● **Document extract**
+===+

On appeal, respondent contends “This is not a case involving future performance as argued by Appellants. Even assuming BMW represented that it would repair the vehicle during a period of 36 months or 36,000 miles, whichever occurred first, this was merely an agreement by the manufacturer to repair the vehicle, free of charge, during this period. It was not a warranty of future performance and did not act [sic] extend the statute of limitation for an additional 4 years․ [¶] The warranty is given so as to allow the manufacturer to repair any problems with the vehicle without charge to the buyer. It is not provided for the purpose of allowing a buyer to extend the time he has to bring an action against the manufacturer, or an innocent retailer.”
Apparently respondent takes the position that it did not promise that its automobiles would perform satisfactorily during the warranty period. Instead, it claims that it only promised to repair any defects which occurred.
A promise to repair defects that occur during a future period is the very definition of express warranty of future performance, not only under the Act (Civ.Code, § 1791.2), but also in the California Uniform Commercial Code section 2313. Civil Code section 1791.2 defines an express warranty under the Act to include “[a] written statement arising out of a sale to the consumer of a consumer good pursuant to which the manufacturer, distributor, or retailer undertakes to preserve or maintain the utility or performance of the consumer good or provide compensation if there is a failure in the utility or performance; ․” The promise to repair in this case is plainly within this definition.

+===+

● **Excerpted records**
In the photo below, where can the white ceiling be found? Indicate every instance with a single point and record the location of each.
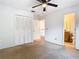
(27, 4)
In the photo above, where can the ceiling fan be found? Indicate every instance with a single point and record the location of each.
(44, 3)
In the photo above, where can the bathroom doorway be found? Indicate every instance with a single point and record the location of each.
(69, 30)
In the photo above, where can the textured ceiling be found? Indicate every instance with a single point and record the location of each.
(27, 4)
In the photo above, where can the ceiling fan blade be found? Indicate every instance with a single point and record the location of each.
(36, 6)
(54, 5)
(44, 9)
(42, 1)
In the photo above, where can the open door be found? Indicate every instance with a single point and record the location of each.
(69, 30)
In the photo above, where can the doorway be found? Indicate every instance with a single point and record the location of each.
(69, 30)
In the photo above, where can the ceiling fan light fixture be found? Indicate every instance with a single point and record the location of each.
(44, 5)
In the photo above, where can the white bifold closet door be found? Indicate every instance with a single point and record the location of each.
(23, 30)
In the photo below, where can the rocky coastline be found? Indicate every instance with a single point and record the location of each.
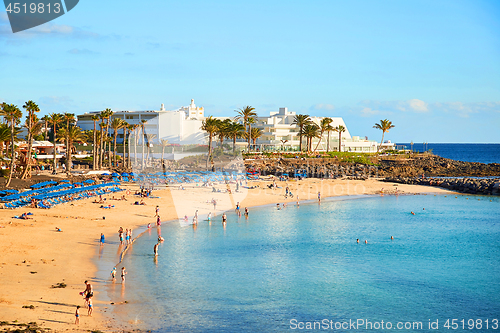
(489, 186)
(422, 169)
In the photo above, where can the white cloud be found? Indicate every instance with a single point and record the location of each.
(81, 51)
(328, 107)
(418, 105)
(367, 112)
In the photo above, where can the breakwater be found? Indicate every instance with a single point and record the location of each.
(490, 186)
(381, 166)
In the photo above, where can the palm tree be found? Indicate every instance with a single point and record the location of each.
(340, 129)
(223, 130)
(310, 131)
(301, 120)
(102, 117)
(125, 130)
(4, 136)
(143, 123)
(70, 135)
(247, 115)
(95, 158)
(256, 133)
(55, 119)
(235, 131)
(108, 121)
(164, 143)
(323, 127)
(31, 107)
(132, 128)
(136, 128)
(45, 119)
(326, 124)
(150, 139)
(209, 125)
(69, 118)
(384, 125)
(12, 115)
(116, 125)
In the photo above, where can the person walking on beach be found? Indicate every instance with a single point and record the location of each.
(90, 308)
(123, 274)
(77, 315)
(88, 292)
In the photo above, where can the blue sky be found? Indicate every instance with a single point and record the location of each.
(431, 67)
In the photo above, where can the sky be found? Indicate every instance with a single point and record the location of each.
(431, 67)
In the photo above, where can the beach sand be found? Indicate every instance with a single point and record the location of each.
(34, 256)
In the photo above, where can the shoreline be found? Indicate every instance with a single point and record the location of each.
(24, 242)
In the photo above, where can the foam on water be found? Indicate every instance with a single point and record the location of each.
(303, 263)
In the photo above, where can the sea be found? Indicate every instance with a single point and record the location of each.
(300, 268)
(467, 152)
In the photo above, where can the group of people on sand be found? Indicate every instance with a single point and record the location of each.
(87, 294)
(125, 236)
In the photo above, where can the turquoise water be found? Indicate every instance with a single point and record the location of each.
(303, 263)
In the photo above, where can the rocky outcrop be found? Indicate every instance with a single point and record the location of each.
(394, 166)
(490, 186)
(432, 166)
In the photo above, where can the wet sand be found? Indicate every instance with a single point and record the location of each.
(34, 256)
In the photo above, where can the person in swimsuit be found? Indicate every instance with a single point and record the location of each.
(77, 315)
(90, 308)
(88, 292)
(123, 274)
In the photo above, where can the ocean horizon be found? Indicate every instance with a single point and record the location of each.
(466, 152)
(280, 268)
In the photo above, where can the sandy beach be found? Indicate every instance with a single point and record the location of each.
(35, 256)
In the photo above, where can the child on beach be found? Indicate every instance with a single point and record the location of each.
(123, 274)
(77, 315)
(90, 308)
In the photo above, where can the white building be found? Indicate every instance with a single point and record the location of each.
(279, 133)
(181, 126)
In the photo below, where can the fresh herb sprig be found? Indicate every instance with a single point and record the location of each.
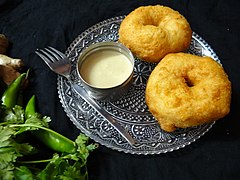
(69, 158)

+===+

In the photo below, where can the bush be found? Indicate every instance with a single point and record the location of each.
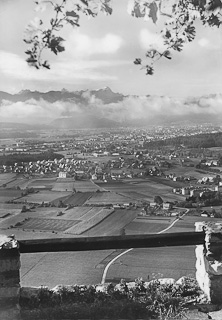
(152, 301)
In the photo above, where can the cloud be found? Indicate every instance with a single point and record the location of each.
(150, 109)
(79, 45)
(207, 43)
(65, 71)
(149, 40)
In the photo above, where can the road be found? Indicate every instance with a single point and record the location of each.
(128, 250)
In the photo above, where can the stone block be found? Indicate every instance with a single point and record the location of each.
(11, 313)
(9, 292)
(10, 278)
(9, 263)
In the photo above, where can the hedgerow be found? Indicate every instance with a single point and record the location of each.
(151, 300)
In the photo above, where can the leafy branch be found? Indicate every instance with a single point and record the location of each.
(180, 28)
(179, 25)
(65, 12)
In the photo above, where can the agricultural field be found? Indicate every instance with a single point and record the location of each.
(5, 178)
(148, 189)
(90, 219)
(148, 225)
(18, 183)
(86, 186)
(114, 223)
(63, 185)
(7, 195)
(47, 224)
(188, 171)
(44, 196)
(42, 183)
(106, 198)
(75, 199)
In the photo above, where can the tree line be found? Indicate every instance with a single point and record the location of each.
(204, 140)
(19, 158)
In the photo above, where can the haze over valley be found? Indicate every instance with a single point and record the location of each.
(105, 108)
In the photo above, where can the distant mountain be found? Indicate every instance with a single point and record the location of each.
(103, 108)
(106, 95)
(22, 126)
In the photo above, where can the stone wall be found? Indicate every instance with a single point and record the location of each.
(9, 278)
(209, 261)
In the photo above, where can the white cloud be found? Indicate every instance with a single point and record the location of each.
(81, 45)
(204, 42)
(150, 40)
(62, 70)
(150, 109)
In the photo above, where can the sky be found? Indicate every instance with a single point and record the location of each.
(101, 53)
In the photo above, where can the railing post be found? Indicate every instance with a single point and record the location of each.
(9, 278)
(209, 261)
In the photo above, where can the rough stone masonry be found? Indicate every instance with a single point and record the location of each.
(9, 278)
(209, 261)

+===+

● **Parts of the exercise**
(A) Rewrite the stretch of the warranty appeal excerpt from "Apparently respondent takes" through "defects which occurred.", replacing "automobiles" with "vehicles".
(B) Write the next part of the warranty appeal excerpt, picking up after its final sentence.
The lines placed after the text have nothing to do with it.

● **Task-by-task results**
(A)
Apparently respondent takes the position that it did not promise that its vehicles would perform satisfactorily during the warranty period. Instead, it claims that it only promised to repair any defects which occurred.

(B)
Appellants' evidence is also sufficient to raise a genuine issue as to the existence of an express warranty as defined by the California Uniform Commercial Code section 2313.6 (See Seely v. White Motor Co. (1965) 63 Cal.2d 9, 13, 45 Cal.Rptr. 17, 403 P.2d 145 [statement, “[t]he White Motor Company hereby warrants each new motor vehicle sold by it to be free from defects in material and workmanship under normal use and service, its obligation under the warranty being limited to making good at its factory any part or parts thereof ․” constituted express warranty]; Anthony v. General Motors Corp. (1973) 33 Cal.App.3d 699, 706–707, 109 Cal.Rptr. 254.)
Based on the record before us, we conclude that appellants have raised an issue of material fact as to the applicability of the accrual on discovery rule codified in California Uniform Commercial Code section 2725, subdivision (2).
D. Accrual of the Causes of Action for Breach of Warranty
A declaration by Nick Alexander, president of respondent, was submitted in support of the motion. Mr. Alexander declared that appellants' automobile had been serviced by respondent on January 4, 1984, January 30, 1984, February 3, 1984, and February 6, 1984 and had been repaired for the last time by respondent on May 30, 1984.
In opposition to the motion, appellants submitted Robert Krieger's deposition testimony explaining that he decided to take his automobile to another BMW dealership in May 1984 on the advice of BMW of North America after respondent had repeatedly failed to repair it.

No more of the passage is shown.